╭──

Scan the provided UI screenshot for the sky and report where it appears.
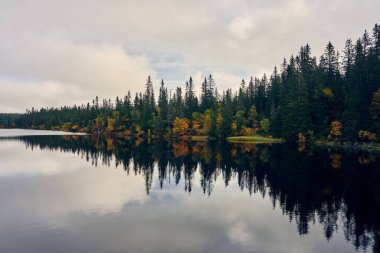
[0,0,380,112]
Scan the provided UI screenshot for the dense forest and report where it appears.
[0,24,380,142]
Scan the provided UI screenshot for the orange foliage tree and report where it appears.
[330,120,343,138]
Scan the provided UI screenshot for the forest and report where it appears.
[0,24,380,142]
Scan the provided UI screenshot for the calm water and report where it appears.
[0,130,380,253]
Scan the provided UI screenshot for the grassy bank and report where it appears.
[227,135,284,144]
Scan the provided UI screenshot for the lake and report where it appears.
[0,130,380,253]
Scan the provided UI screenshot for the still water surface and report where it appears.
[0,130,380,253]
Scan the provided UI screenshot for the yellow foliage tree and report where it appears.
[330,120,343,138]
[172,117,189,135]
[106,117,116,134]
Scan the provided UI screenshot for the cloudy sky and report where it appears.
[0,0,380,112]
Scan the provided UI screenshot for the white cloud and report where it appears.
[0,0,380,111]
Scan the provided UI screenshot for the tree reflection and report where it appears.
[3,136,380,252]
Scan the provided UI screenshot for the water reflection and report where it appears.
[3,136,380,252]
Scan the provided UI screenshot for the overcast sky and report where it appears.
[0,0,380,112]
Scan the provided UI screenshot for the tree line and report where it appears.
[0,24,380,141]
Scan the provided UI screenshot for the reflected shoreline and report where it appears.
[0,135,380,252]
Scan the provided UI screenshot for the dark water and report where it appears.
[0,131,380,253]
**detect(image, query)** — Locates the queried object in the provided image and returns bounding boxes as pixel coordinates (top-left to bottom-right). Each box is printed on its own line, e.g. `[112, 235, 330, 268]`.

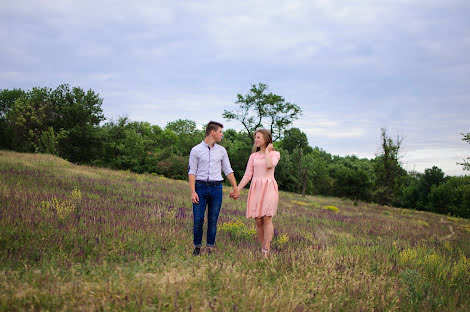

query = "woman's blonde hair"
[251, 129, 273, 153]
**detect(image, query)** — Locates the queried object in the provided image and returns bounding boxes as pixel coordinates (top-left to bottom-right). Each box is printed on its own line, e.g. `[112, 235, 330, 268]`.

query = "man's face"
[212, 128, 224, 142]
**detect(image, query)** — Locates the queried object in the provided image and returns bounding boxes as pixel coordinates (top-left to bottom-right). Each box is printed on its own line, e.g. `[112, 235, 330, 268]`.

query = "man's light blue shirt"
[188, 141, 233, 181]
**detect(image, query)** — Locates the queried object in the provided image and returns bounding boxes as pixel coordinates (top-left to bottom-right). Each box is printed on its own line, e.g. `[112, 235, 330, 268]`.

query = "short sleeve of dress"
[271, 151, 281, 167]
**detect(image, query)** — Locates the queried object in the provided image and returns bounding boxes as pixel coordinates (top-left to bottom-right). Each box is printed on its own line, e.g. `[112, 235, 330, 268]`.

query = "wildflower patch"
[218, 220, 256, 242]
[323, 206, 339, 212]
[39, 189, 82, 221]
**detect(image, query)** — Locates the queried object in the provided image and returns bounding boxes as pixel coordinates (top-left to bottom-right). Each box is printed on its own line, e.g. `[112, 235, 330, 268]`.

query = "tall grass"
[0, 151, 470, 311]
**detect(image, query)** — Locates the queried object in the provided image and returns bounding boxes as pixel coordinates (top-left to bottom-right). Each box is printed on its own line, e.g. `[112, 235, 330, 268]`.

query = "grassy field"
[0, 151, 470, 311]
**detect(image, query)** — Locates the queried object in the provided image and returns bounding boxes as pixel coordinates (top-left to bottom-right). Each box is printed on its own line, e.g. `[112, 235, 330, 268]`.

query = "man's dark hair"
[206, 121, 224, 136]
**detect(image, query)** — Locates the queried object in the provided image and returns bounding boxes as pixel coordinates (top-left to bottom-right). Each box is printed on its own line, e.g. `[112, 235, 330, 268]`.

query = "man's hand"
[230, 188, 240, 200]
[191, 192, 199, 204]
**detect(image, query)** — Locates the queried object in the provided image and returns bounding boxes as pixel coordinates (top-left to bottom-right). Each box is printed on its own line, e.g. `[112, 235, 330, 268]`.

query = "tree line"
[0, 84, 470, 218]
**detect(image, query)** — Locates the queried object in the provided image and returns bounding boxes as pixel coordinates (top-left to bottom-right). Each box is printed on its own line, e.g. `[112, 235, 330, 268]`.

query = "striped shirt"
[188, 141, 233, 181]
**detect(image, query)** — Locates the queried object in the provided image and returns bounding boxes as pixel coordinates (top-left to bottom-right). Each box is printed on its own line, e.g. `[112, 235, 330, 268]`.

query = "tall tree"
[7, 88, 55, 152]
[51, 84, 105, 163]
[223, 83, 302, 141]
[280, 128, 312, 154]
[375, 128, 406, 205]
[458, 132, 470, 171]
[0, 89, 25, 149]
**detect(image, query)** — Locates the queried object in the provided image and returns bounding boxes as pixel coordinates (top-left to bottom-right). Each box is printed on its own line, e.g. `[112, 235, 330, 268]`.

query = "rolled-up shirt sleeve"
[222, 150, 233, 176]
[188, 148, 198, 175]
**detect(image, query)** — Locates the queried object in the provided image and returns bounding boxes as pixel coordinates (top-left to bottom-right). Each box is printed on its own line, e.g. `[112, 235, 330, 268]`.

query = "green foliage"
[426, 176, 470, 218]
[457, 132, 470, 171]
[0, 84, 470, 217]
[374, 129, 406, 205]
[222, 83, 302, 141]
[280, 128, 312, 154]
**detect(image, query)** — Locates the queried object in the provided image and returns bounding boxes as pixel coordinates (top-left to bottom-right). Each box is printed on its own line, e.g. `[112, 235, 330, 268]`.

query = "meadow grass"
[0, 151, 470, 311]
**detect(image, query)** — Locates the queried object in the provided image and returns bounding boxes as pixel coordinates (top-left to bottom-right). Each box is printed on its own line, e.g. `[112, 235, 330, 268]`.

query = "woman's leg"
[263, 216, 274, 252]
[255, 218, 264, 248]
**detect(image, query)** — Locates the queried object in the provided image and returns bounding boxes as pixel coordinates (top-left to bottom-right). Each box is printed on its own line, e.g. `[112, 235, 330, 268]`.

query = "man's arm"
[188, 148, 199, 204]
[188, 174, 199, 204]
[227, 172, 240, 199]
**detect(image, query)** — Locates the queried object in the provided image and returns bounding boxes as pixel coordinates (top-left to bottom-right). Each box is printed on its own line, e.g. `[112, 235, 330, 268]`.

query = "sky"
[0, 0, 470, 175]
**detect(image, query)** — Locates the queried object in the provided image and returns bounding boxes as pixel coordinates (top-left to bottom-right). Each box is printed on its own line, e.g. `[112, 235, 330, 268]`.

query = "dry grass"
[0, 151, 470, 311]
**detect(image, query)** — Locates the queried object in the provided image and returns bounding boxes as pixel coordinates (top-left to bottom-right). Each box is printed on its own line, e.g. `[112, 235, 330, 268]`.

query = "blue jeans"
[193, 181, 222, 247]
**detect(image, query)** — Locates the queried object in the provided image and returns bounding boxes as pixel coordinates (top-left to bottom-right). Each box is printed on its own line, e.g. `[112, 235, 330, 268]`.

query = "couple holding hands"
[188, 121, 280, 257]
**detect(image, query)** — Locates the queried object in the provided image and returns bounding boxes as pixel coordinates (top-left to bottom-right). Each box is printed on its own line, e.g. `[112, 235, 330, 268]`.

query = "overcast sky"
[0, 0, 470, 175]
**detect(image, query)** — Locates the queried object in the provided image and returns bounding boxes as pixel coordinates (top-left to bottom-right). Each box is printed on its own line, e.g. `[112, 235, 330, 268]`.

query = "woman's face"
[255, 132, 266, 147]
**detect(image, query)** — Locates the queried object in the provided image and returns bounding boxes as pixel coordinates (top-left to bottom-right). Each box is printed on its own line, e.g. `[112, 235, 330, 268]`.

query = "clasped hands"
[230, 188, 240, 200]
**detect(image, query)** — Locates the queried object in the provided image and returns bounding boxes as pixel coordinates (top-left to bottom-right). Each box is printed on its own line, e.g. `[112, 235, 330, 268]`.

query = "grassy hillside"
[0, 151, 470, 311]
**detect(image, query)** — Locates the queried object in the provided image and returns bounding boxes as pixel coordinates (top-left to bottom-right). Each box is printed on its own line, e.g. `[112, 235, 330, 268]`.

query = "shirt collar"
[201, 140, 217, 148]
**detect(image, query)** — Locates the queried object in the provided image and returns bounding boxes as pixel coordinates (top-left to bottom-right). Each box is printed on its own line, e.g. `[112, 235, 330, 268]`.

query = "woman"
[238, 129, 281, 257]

╰──

Objective: Please reproduce the data word for word, from the very beginning up to and including the line containing "[0,135,380,252]", and leave the pictures out of your answer.

Result of this task:
Scan the provided UI screenshot for the sky and report where it appears.
[0,0,380,112]
Scan the provided UI screenshot for the dense forest and report where it appears.
[0,24,380,142]
Scan the provided UI screenshot for the orange foliage tree and report where it appears.
[330,120,343,138]
Scan the provided UI screenshot for the forest and report where it appears.
[0,24,380,142]
Scan the provided UI screenshot for the calm water and report where it appears.
[0,130,380,253]
Scan the provided UI screenshot for the grassy bank and report where it appears.
[227,135,284,144]
Scan the provided UI screenshot for the lake and report where it appears.
[0,130,380,253]
Scan the provided UI screenshot for the still water surface and report where it appears.
[0,130,380,253]
Scan the provided UI screenshot for the yellow foliage tree and report where it appears.
[330,120,343,138]
[172,117,189,135]
[106,117,116,134]
Scan the provided UI screenshot for the cloudy sky and report where it appears.
[0,0,380,112]
Scan the provided UI screenshot for the white cloud and report where it appears.
[0,0,380,111]
Scan the provided UI screenshot for the tree reflection and report where it appears.
[3,136,380,252]
Scan the provided UI screenshot for the water reflection and report where it appears.
[3,136,380,252]
Scan the provided UI screenshot for the overcast sky and report where it appears.
[0,0,380,112]
Scan the provided UI screenshot for the tree line and report where it appears.
[0,24,380,141]
Scan the provided UI screenshot for the reflected shoreline and report where it appears.
[0,135,380,252]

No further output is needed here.